WORK TO BE COMPLETED: Could you carry the reflection below on unanswered prayers and a denied leave of absence further, continuing from its last sentence?

I have become a firm believer in what Garth Brooks says in his song, Unanswered Prayers…”Some of God’s greatest gifts are unanswered prayers.”  I know it’s true, and I can recollect times in my life when, in retrospect, I am glad that God chose not to give me the answer I wanted, but instead blessed me in even greater, unimaginable ways.

I sit today, not with unanswered prayers, but finally an answer.

I knew that taking more than a month off from work would be difficult, and I did worry about how my boss would react when I told her.  Surprisingly, she was SO supportive and it reminded me just how much I have been blessed to work at that school with those people; however, she did not know how it would affect me being able to keep my job, especially in the midst of a tax referendum, budget crisis, and the possibility of losing 30 teachers district-wide.  I have been praying for the past several weeks that God would simply show me the way and give me the strength to follow it.  I knew that no matter what, I would be going back to Sudan and Uganda this summer, and I also know that His way is always SO much better than my own.

This morning, my principal summoned me to his office and delivered the news: central administration denied my request for a leave of absence (school policy only allows for medical, family, and maternity leaves).  This means that I will have to resign from my position in order to leave in May, and due to MORE budget cuts to education in Indiana (I know, how is that even possible?), there may or may not even be a position open for me in the fall.  It is certainly not the answer I had hoped for, but I know that it was God answering my prayers that He make His path clear to me.

STORED DATA:
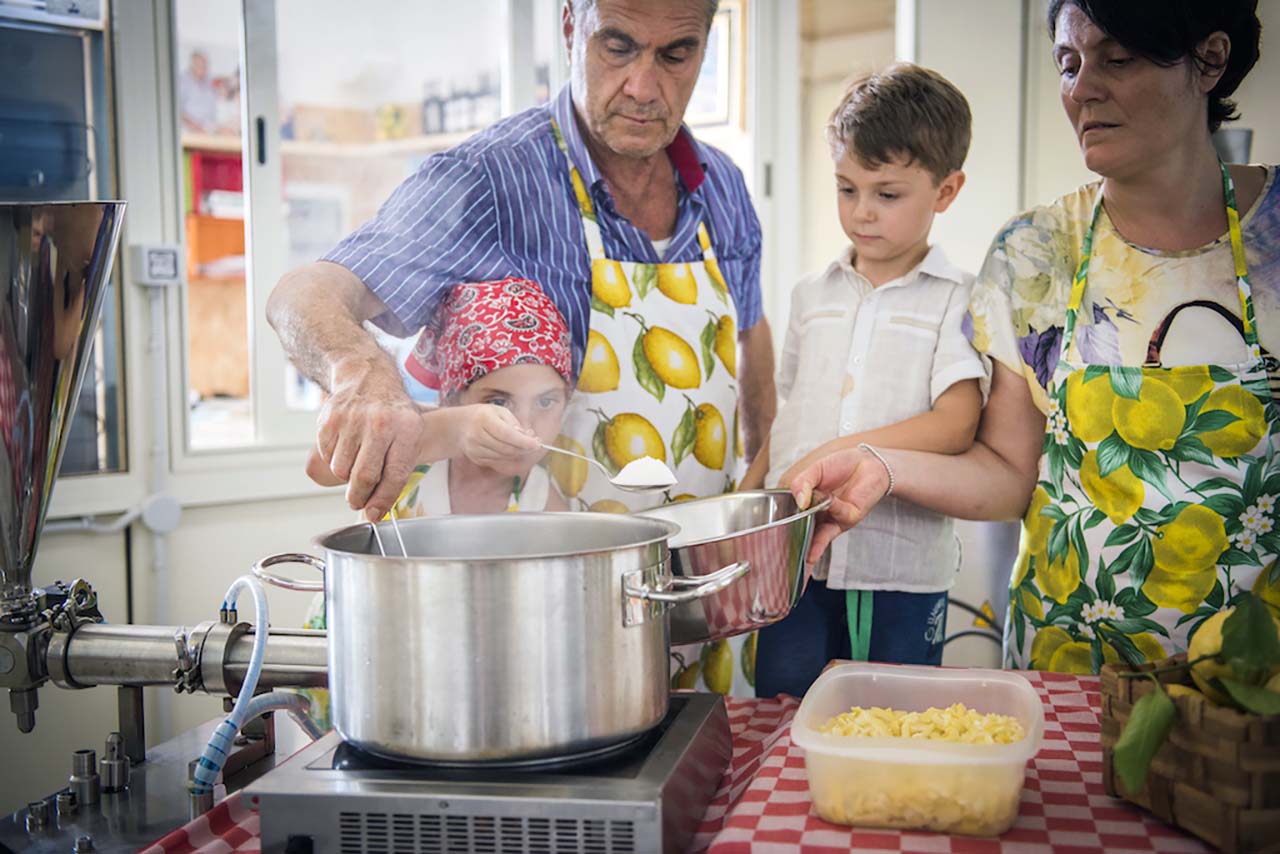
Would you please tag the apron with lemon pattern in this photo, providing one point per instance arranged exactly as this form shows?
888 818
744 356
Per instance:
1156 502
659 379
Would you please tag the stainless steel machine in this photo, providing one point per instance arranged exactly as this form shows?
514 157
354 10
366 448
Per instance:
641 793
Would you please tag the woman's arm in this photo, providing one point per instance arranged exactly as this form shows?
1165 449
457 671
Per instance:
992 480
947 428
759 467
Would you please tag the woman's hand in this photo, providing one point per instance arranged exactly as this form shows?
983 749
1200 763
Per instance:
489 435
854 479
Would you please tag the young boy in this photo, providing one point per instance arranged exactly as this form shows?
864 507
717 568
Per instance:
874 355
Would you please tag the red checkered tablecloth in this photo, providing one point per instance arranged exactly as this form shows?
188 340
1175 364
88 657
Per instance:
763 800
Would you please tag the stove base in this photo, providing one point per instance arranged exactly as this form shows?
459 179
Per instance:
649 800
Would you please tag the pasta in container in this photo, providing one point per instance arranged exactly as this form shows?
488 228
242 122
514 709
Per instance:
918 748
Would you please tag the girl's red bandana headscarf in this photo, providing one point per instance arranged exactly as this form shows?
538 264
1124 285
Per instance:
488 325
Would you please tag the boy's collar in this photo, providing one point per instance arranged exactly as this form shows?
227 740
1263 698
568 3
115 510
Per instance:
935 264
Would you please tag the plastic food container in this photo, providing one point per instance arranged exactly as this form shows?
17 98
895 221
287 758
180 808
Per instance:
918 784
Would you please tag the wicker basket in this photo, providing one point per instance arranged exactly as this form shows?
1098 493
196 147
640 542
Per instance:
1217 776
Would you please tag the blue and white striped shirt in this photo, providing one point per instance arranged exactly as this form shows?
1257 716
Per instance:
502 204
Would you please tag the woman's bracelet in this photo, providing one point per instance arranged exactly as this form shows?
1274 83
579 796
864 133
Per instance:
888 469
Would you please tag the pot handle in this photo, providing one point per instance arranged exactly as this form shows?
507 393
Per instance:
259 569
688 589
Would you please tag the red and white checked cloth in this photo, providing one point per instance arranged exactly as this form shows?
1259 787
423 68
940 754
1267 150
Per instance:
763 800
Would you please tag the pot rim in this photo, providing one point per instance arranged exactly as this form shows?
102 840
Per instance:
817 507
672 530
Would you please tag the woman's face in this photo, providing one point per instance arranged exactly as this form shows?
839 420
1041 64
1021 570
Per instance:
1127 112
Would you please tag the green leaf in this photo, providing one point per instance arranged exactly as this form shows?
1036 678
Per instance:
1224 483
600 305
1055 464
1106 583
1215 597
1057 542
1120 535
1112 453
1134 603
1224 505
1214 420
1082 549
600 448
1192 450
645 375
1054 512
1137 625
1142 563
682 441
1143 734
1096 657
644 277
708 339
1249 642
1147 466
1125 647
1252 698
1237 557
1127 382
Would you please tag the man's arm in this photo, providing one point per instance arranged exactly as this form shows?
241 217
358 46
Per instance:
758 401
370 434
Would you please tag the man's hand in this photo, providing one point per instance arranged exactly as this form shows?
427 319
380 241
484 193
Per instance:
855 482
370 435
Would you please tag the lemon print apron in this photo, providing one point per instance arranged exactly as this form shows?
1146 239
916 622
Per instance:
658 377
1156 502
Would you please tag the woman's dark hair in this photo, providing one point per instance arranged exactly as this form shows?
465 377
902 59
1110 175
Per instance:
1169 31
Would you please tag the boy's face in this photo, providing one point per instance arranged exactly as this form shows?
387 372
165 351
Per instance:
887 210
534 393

EXERCISE ANSWER:
I was surprised at my own reaction as I sat in my principal’s office…I felt the most satisfying peace wash over me.  I am queen of worrying and trying so hard to control every situation that I am in (Type A personality)…but I know that this is God’s plan for me.  It will be difficult to leave a job that I have LOVED, but God refines us through the fire.  So, I want to take this time to praise HIM, the Lord God Almighty, for giving me an answer and for giving me strength to pursue His will.  Though I will miss my students TERRIBLY when I leave in May and especially if I don’t return to the high school next year, I know that He will continue to bless me in many ways…above and beyond what my human mind can imagine!

P.S. This is a completely separate issue from my ambiguous post, The Storm.  I’ll share more about that later…but God has definitely provided powerfully in that situation, as well! Seriously, HE IS AWESOME!!!